Start of Block
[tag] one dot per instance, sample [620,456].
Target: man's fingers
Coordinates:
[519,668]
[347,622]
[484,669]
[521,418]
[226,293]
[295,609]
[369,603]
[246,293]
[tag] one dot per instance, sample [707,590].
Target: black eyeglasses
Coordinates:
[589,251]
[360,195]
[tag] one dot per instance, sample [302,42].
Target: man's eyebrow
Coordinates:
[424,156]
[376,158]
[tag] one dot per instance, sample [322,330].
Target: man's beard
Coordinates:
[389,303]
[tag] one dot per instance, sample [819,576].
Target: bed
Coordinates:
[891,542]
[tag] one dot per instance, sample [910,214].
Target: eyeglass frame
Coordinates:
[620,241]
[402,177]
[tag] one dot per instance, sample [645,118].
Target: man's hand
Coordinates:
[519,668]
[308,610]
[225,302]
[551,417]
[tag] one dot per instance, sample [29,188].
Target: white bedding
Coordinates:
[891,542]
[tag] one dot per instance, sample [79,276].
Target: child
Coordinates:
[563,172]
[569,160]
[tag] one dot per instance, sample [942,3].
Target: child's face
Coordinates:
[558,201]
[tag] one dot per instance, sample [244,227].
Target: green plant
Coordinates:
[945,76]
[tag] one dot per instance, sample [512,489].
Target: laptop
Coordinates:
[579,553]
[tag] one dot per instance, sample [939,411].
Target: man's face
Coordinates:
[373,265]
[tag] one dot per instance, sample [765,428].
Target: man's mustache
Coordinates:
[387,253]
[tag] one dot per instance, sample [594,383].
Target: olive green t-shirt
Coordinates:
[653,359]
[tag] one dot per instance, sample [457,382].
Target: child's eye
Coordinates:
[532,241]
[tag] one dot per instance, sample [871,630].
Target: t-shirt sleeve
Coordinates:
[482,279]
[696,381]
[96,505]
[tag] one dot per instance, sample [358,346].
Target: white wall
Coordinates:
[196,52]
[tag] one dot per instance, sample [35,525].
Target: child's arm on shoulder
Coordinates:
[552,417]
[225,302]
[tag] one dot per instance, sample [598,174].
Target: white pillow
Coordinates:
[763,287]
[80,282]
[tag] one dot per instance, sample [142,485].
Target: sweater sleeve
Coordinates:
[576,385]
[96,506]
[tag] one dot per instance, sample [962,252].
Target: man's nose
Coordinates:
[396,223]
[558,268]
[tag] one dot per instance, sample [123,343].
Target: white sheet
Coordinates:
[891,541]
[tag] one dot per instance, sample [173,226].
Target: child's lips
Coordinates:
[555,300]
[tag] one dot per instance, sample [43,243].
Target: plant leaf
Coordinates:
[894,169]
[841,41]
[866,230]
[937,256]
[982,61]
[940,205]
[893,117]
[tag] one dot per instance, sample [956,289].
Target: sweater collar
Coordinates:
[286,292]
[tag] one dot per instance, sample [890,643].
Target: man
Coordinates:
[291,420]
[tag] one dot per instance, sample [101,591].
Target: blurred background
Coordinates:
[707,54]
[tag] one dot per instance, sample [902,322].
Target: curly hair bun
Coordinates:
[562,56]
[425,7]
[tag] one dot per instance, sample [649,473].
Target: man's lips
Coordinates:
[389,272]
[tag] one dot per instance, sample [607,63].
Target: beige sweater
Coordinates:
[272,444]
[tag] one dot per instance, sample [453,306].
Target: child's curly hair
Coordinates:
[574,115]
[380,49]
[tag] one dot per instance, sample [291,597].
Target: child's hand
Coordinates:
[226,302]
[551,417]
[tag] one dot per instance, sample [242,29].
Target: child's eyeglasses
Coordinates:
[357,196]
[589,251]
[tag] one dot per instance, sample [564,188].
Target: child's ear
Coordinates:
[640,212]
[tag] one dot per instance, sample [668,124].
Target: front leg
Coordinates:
End of Block
# REQUIRED WORK
Copy out every line of the listing that contains the string "hand".

# SOLUTION FOR THIS PROBLEM
Target: man's hand
Target: child's hand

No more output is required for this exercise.